# What you have to do
Identify each line in the data below that contains the word "trunk", and copy every such line.

::: Data for this task

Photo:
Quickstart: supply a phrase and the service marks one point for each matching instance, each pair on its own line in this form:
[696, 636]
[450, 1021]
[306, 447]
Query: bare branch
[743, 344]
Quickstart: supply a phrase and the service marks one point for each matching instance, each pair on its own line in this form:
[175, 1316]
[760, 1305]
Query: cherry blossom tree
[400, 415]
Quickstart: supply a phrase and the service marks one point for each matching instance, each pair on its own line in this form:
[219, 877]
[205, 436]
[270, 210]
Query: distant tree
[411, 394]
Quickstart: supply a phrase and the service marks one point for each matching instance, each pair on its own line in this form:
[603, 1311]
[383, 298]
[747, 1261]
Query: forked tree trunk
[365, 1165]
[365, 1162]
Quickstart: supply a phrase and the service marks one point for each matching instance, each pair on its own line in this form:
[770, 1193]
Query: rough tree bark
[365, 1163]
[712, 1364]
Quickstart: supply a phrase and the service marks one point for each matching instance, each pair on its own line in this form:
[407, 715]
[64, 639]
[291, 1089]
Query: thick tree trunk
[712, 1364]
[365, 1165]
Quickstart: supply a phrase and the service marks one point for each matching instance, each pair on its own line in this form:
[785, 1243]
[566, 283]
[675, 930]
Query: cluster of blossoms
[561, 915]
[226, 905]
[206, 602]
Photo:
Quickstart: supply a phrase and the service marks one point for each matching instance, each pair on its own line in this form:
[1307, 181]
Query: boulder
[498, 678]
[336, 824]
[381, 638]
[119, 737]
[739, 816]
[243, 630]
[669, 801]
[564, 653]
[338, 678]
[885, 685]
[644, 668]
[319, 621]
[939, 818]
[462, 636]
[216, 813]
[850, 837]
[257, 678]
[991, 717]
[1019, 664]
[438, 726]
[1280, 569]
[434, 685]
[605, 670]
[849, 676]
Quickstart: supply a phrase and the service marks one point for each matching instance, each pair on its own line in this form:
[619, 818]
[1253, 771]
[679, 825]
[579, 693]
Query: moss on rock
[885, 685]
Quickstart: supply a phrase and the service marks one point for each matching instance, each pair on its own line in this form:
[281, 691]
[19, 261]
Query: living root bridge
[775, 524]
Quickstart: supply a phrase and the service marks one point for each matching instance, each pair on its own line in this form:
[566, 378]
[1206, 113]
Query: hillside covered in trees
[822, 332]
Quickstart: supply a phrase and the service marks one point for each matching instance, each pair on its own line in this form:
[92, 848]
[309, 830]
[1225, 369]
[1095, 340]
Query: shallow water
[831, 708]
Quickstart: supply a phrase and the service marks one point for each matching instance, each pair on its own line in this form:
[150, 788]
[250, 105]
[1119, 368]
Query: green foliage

::::::

# Response for this exercise
Query: forked tree trunk
Query: thick tree trunk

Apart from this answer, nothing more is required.